**COMPITI**:
(1) Trascrivi fedelmente il passo del racconto sul viaggio in Egitto che va da "Raccontare le cose" fino a "voglio fissare qui.".
(2) Rispondi in breve a queste domande sul racconto del viaggio in Egitto.
(a) Quanti anni fa è stato rinunciato al viaggio di nozze?
(b) Quante foto circa sono state scattate durante il viaggio?
(c) Quanto è durata la permanenza sul suolo egiziano?
(3) Prosegui il racconto sul viaggio in Egitto a partire dall'ultima frase riportata.

**SEZIONE DI TESTO**:
◇ ◇ ◇ ◇ ◇ ◇ ◇

Desideravo da una vita intera visitare l’Egitto. Ho letto interi libri su questo antico popolo, sulla sua storia, sull’interpretazione dei geroglifici, sui monumenti ancora esistenti, sulle teorie riguardo le piramidi, sulle scoperte delle tombe, sulla valle del Nilo e chi più ne ha più ne metta. Così ho fatto come le formichine, risparmiando briciola su briciola per potermi concedere il viaggio di nozze che non ho fatto venticinque anni fa. Ho tanto desiderato vedere l’Egitto quanto temuto di morire prima di riuscirci, ed aspettavo questo viaggio con il timore che qualcosa dovesse per forza andare storto, come sempre quando hai investito troppe speranze, troppe aspettative su un progetto. Poi quel giorno è venuto. Dopo mille peripezie, agenzie su agenzie consultate, con una corsa finale per Erika che si è aggregata all’ultimo a nostra immensa gioia (ma che patema d’animo), e con un ritardo della partenza dell’aereo che mi ha fatto temere il peggio, finalmente oggi posso dire di aver visto un po’, solo un po’ dell’Egitto. Raccontare tutto quello che ho visto sarebbe forse noioso… per quello ci sono le foto, le quasi tremila foto fatte tra me, Erika, Silvia ed i miei amici Assunta e Lorenzo in viaggio con noi… eh sì, un po’ affollato come viaggio di nozze, ma erano nozze d’argento, e dopo venticinque anni insieme è il minimo avere due figlie meravigliose e due amici su cui contare, allora perché non coinvolgerli?
Raccontare le cose viste, dicevo, sarebbe scontato… per quello ci sono guide e foto. Quello che veramente mi rimarrà impresso di questo viaggio è l’emozione che ha accompagnato ogni giorno, ogni momento di quelle due settimane sul suolo egiziano, e se le foto rimarranno per sempre a ricordarmi ciò che ho visto, sono proprio quelle emozioni che temo di dimenticare, e che voglio fissare qui.

◇ ◇ ◇ ◇ ◇ ◇ ◇

(Record di dati)

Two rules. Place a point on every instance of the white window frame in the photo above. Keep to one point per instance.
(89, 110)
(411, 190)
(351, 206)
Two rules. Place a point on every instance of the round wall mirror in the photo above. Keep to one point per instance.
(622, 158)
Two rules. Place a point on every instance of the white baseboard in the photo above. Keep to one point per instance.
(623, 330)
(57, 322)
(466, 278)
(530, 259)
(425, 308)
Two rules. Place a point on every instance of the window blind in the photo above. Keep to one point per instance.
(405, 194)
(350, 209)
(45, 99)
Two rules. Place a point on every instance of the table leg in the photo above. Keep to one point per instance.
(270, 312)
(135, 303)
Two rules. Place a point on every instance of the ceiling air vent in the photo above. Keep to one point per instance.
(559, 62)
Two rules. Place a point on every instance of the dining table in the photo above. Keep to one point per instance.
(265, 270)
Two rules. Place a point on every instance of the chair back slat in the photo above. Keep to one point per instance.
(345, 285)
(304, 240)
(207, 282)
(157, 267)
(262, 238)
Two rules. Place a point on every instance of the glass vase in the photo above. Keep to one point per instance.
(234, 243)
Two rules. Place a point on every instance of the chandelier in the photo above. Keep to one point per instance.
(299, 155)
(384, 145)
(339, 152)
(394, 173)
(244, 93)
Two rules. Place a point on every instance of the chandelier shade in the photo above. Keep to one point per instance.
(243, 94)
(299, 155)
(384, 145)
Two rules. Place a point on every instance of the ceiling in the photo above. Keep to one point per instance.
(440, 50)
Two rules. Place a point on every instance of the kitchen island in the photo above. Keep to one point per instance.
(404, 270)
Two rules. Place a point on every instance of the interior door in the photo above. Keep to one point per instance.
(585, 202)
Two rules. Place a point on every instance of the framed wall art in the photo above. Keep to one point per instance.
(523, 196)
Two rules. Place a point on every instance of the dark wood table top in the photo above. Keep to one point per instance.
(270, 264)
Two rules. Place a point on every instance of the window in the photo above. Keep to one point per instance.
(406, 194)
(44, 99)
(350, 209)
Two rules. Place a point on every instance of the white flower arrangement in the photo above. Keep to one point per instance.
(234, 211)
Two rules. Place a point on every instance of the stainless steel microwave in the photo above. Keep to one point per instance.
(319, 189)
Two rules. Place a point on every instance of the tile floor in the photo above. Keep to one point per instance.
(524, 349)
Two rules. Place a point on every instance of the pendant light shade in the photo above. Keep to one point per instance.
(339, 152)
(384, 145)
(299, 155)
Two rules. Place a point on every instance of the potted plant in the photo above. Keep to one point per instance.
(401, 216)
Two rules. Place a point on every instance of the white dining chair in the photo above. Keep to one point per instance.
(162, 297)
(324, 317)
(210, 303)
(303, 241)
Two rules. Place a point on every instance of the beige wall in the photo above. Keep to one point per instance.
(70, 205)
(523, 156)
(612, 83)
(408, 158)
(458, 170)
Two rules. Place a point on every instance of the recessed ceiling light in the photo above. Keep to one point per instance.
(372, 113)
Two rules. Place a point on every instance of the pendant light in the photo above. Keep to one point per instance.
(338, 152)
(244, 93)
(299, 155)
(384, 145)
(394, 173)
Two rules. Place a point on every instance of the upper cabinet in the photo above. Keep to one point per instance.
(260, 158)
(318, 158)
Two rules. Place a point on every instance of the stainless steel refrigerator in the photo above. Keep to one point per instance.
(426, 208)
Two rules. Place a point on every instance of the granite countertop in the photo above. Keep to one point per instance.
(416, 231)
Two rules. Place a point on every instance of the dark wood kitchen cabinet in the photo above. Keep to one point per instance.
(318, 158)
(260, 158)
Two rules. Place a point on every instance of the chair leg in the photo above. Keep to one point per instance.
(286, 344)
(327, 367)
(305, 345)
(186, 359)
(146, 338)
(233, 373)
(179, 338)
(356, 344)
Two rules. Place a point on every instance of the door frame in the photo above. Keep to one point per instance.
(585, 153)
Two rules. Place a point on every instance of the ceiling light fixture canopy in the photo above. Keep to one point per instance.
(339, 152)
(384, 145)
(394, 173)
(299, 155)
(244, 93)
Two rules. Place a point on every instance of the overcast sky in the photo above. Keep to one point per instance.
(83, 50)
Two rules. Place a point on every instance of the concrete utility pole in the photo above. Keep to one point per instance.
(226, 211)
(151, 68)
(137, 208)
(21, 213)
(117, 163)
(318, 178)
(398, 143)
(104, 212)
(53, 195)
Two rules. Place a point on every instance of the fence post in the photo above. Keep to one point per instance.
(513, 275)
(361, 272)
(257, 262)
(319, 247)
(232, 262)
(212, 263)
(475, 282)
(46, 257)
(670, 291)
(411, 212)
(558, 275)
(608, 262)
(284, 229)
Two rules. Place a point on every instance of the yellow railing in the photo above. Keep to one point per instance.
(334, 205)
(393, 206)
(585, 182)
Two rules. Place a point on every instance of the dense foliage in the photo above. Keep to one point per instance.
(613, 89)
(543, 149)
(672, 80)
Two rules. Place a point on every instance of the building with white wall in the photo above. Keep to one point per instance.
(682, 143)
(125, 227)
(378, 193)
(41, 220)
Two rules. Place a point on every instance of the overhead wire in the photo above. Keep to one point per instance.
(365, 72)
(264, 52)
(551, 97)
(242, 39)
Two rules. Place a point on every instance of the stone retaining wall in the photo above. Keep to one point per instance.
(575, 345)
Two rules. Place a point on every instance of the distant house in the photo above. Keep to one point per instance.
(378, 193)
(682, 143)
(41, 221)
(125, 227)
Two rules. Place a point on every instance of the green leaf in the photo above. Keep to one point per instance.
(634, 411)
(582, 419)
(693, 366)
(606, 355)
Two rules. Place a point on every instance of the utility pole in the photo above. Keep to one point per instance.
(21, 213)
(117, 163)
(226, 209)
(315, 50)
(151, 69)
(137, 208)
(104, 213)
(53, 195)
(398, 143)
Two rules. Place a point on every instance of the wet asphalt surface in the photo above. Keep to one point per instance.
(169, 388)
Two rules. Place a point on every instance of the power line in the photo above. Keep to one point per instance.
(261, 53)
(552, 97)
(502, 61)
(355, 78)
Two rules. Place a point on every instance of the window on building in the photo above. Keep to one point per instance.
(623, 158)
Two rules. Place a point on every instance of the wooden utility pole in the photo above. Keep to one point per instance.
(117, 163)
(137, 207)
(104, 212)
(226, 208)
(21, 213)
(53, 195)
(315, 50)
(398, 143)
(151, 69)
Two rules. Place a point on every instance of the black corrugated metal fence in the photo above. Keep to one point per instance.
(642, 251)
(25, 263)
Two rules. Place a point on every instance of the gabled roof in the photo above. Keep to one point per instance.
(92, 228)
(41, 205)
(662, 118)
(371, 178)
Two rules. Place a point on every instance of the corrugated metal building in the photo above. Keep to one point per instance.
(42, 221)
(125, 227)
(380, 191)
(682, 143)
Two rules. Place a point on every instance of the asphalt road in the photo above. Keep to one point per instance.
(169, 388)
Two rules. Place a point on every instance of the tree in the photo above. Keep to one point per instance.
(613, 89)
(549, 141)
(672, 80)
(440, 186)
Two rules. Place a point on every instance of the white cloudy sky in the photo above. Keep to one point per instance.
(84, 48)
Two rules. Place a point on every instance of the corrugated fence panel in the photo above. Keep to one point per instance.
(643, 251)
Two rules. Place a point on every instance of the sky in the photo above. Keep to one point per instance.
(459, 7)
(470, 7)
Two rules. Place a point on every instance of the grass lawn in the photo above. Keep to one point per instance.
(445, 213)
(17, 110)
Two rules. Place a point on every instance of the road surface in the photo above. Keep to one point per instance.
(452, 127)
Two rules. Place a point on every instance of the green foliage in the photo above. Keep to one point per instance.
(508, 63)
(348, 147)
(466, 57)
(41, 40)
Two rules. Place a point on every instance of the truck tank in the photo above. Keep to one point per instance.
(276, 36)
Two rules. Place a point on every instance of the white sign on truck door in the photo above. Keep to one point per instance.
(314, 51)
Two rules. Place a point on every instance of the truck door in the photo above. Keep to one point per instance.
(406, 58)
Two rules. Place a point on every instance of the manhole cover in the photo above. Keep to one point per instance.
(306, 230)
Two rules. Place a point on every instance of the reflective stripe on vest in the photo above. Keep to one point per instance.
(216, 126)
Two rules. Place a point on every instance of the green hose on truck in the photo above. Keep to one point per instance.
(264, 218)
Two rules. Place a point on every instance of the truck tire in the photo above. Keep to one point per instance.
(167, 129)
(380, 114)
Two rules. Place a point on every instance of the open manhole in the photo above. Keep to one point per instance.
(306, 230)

◇ ◇ ◇ ◇ ◇ ◇ ◇

**RISPOSTE SCRITTE**:
(1)
Raccontare le cose viste, dicevo, sarebbe scontato… per quello ci sono guide e foto. Quello che veramente mi rimarrà impresso di questo viaggio è l’emozione che ha accompagnato ogni giorno, ogni momento di quelle due settimane sul suolo egiziano, e se le foto rimarranno per sempre a ricordarmi ciò che ho visto, sono proprio quelle emozioni che temo di dimenticare, e che voglio fissare qui.

(2)
(a) Venticinque anni fa.
(b) Quasi tremila.
(c) Due settimane.

(3)
Emozione. Mi ha soffocato la gola già scendere dalla scaletta e toccare il suolo del Cairo. Sono in Egitto mi dicevo, credo anzi di averlo detto ad alta voce, ed avevo il cuore che scoppiava di gioia.
Emozione. Malgrado la stanchezza per una notte quasi insonne ho bevuto con gli occhi ogni immagine al di là del finestrino del pullman, e vedere all’improvviso, nella foschia dell’alba, la sagoma imponente ed irreale delle piramidi mi ha fatto venire le lacrime agli occhi: cinquemila anni e sono sempre lì… ma allora esistono davvero!
Emozione. Gli incredibili reperti presenti nel museo egizio sono qualcosa di indescrivibile, e la passione della nostra guida Hossam nel presentarci i ritrovamenti più significativi ha reso magica quella visita.
Ma la vera emozione, che mi aspettavo ma che mi ha comunque spezzato il fiato e riempito gli occhi di lacrime, è stata quella che mi ha inondato il cuore e l’anima di fronte al viso di Tut-Ankh-Amon… guardavo quei lineamenti sereni e sussurravo dentro di me: ma sei davvero tu? ed io sono davvero qui davanti a te?
La maschera d'oro di Tut-Ankh-Amon
Quanti libri ho letto sul ritrovamento di quella tomba, quante foto ho guardato di quella maschera in oro, ma niente mi aveva veramente preparato alla bellezza di quel viso troppo giovane immortalato migliaia di anni fa. Hossam mi guardava sorridendo, credo in effetti fosse uno spettacolo divertente quello di una signora distrutta dalla mancanza di sonno in adorazione di fronte ad una teca, incantata, forse a bocca aperta, di sicuro con gli occhi rossi e lucidi.
Emozione. Guardare le piramidi di Giza sempre più vicine, imponenti al di là degli edifici del Cairo, fino a vederne ogni singola pietra, è stata un’altra emozione indimenticabile. Molte persone mi avevano detto: rimarrai delusa, sono troppo adiacenti alla città, e poi la folla ti toglie tutta la magia… Mah, evidentemente io so vedere aldilà della folla, della città, del brusio dei turisti… io mi sono sentita immersa nella storia di un popolo magnifico, non ho visto né la città né la gente, ho visto solo qualcosa di incredibile che ha resistito ai millenni e che ancora ha né forse mai avrà una spiegazione, a partire da come hanno fatto a quel tempo ad erigere monumenti così imponenti, a mettere l’uno sull’altro quei massi enormi, o sul perché le piramidi sono tutte orientate in un certo modo, allineate in modo esatto con le tre stelle della cintura della costellazione di Orione. E se da una parte, è vero, vedi sullo sfondo la città, dall’altra il deserto si estende a vista d’occhio, con i suoi colori caldi ed il suo mistero.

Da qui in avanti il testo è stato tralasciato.